3. The method of claim 2, further comprising:

storing version identifying information in memory in the receiver device, the version identifying information indicating a version of the received identified file;

monitoring the broadcast scheduling message for new versions of the identified file; and

receiving in the receiver device an updated version of the identified file from the broadcast communication network when the broadcast scheduling message indicates that a new or updated version of the identified file is being broadcast.

4. The method of claim 2, wherein the file capture request is received by the receiver device in the form of commands to capture a file containing the requested UDP packets once or as a command to capture all instances of the file.

5. The method of claim 2, wherein the generated broadcast scheduling message further identifies a time when the broadcast scheduling message will be updated, the method further comprising:

broadcasting the broadcast scheduling message multiple times within the broadcast scheduling period;

deactivating receiver circuitry in the receiver device after the broadcast scheduling message has been received;

determining when the current time equals the time the broadcast scheduling message will be updated;

reactivating the receiver circuitry in the receiver device when the current time equals the time the broadcast scheduling message will be updated; and

receiving an updated broadcast scheduling message.

6. The method of claim 1, wherein the generated files are scheduled for broadcast based upon a relative urgency identified by a file ingestion system.

7. The method of claim 1, wherein the files are generated to contain UDP packets from content providers targeting users having similar demographics.

8. The method of claim 1, wherein the files are generated to contain UDP packets from content providers providing similar services.

9. The method of claim 1, wherein the files are generated to contain UDP packets from content providers providing news services.

10. The method of claim 2, wherein the application operating within the receiver device receives the UDP packets without being exposed to the delivery method used to deliver the UDP packets to the receiver device.

11. The method of claim 1, wherein:

receiving in the server of the broadcast communication network UDP packets for transport from a content provider comprises receiving in the server UDP packets from a plurality of content providers; and

generating files containing the received UDP packets in the server comprises generating a single file containing UDP packets received from at least two different content providers.

12. The method of claim 2, wherein:

extracting the requested UDP packets from the received file comprises extracting UDP packets from a plurality of content providers from the received file; and

passing the extracted UDP packets to the requesting application comprises passing selected extracted UDP packets to a plurality of requesting applications.

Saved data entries
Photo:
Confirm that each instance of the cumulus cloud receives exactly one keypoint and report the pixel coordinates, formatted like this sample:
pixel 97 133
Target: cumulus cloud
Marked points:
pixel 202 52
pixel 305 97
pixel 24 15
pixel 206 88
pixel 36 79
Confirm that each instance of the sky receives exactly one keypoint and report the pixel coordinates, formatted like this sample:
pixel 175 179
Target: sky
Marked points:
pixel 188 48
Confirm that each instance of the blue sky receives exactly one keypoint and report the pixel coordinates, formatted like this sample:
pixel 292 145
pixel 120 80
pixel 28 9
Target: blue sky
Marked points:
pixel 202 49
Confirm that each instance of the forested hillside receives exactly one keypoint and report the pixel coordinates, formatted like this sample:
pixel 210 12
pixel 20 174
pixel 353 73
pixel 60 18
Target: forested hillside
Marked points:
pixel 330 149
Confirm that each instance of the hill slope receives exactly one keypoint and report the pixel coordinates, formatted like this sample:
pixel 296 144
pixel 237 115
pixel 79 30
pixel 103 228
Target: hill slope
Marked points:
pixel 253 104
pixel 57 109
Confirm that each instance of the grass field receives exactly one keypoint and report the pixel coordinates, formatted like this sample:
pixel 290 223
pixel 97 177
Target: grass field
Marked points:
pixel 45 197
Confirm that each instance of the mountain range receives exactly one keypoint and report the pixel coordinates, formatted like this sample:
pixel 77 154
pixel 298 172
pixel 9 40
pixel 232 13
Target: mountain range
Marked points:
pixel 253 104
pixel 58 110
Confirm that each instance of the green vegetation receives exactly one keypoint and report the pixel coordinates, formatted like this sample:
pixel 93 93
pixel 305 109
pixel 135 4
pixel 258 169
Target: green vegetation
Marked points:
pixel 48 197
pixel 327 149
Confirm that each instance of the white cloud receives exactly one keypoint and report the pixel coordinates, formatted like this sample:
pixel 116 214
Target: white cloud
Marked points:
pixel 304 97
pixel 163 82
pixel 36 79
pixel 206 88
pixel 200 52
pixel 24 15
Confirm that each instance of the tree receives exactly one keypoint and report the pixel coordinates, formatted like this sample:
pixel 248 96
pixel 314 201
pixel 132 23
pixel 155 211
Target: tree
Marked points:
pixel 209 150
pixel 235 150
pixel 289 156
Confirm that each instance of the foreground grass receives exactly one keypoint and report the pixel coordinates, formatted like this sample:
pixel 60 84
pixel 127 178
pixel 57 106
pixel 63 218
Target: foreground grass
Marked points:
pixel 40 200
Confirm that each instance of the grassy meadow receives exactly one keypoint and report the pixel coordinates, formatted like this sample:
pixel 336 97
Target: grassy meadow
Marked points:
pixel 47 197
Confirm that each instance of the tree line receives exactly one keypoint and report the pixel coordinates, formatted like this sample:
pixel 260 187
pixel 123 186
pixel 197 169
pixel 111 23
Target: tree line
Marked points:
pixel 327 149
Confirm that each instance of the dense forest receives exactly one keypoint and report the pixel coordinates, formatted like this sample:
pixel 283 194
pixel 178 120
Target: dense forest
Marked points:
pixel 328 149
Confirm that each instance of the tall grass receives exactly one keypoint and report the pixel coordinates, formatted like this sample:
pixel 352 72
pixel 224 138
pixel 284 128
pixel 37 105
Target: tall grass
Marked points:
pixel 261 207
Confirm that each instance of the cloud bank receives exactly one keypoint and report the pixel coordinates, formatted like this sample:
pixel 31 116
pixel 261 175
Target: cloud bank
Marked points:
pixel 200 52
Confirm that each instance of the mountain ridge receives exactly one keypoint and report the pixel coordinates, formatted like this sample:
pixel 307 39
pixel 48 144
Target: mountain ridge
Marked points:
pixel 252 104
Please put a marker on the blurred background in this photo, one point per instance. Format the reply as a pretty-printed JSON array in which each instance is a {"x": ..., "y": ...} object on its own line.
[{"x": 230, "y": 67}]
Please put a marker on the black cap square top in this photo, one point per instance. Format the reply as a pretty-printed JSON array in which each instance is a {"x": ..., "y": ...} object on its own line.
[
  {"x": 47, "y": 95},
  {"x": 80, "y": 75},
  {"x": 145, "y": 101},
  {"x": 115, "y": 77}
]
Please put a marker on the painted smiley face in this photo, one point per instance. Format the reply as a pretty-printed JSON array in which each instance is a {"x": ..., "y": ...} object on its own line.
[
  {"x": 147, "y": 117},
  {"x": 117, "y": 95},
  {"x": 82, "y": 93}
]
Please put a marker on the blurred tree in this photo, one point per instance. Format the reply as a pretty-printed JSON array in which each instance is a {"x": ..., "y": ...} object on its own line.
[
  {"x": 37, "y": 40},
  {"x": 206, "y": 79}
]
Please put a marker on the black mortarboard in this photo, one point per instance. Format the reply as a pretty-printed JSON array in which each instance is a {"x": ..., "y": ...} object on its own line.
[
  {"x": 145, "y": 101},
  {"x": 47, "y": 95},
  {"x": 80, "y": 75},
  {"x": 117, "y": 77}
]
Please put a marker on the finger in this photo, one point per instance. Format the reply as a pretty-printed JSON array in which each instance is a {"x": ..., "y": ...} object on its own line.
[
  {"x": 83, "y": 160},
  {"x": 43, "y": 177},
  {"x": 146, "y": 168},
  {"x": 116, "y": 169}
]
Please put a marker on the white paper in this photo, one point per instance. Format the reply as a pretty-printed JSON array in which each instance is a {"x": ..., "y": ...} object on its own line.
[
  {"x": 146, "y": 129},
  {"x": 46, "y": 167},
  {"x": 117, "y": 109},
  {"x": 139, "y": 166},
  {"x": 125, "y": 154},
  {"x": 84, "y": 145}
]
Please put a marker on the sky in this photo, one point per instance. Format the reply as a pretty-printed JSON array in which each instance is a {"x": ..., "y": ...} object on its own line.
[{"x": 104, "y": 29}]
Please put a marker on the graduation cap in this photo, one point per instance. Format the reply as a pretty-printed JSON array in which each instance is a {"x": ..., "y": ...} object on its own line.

▶ PARTS OF THE EXERCISE:
a. According to the patent claims, what are the generated files in claim 6 scheduled for broadcast based upon?
b. Give the number of lines in the records that contain the string "tall", treating uppercase and lowercase as different.

▶ SOLUTIONS:
a. A relative urgency identified by a file ingestion system.

b. 2